[Part of a data file]
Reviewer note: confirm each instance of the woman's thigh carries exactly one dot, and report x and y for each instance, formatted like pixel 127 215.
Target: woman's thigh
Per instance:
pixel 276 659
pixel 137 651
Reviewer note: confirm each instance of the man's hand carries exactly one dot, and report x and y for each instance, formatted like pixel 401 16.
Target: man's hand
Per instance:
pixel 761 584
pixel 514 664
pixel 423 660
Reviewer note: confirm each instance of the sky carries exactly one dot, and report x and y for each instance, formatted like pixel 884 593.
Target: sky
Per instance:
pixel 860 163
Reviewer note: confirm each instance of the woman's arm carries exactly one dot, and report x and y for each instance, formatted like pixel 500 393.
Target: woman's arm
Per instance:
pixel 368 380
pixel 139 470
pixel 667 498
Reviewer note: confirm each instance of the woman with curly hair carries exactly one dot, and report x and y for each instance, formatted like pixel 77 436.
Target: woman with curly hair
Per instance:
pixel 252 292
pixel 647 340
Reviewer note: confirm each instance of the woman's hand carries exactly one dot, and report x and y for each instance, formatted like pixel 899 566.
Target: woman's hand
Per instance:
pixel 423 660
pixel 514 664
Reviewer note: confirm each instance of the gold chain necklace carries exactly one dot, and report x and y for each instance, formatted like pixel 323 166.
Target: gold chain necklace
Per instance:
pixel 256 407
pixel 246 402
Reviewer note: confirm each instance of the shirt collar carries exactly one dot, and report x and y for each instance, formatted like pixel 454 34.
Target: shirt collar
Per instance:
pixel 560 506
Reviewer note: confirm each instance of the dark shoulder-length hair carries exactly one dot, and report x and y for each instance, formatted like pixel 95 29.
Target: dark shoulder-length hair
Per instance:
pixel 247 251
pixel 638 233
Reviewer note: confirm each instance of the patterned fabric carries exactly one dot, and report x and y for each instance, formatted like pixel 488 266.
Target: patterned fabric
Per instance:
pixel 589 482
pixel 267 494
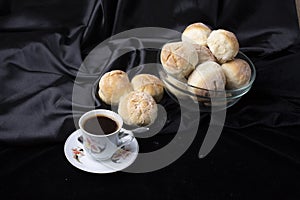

* Work required *
Can you extract every one of the lines above word for word, leaving out the pictures?

* Answer *
Reviewer note: confirm each instance of the woman's thigh carries exactly one dot, and report x and y for each instance, formatted like pixel 127 215.
Target: woman's thigh
Per instance:
pixel 276 659
pixel 137 651
Reviewer note: confirm each instance of the man's hand carries exactly one dot, and report x and y for each instance, formatted like pixel 401 16.
Target: man's hand
Per instance:
pixel 761 584
pixel 514 664
pixel 423 660
Reviewer note: confirm each instance of the sky carries exactly one dot, and report x and y for each instance, formatted like pixel 884 593.
Target: sky
Per instance:
pixel 860 163
Reviewer note: confirm each instance of the woman's arm carries exactly one dot, and report x and y for each instance, formatted like pixel 500 393.
Target: woman's arm
Per instance:
pixel 368 380
pixel 139 470
pixel 667 498
Reviewer note: confirm each instance of the woman with curly hair carries exactly one dot, and report x and y for each instance, formatted like pixel 77 436.
Target: woman with curly hair
Per instance:
pixel 252 292
pixel 647 340
Reviewer note: confirm each instance of the woman's hand carries exactly one dot, and report x and y for each instance, formatted like pixel 899 566.
Target: woman's hand
Per instance:
pixel 423 660
pixel 514 664
Reviewer note: confirm each instance of the gold chain necklace carries exactly one dot, and report x and y for each instance, formatted like pixel 323 166.
Target: gold chain necklace
Per instance:
pixel 256 407
pixel 246 402
Reviewer note: confirm each instance of the shirt collar carries exactly one dot, and report x and y for each instance, formatted like pixel 454 34.
Target: shirt collar
Per instance:
pixel 560 506
Reviewer note: confirm each instance of the dark shoulder-length hair carries exactly one dot, and report x and y for each instance, formatted like pixel 95 29.
Target: dark shoulder-length hair
Per instance:
pixel 247 251
pixel 638 233
Reviewer note: confirm each instance of the patterned fabric carries exactly one dot, and report x and y for each instance, formatted like pixel 488 266.
Target: patterned fabric
Per instance:
pixel 589 482
pixel 267 494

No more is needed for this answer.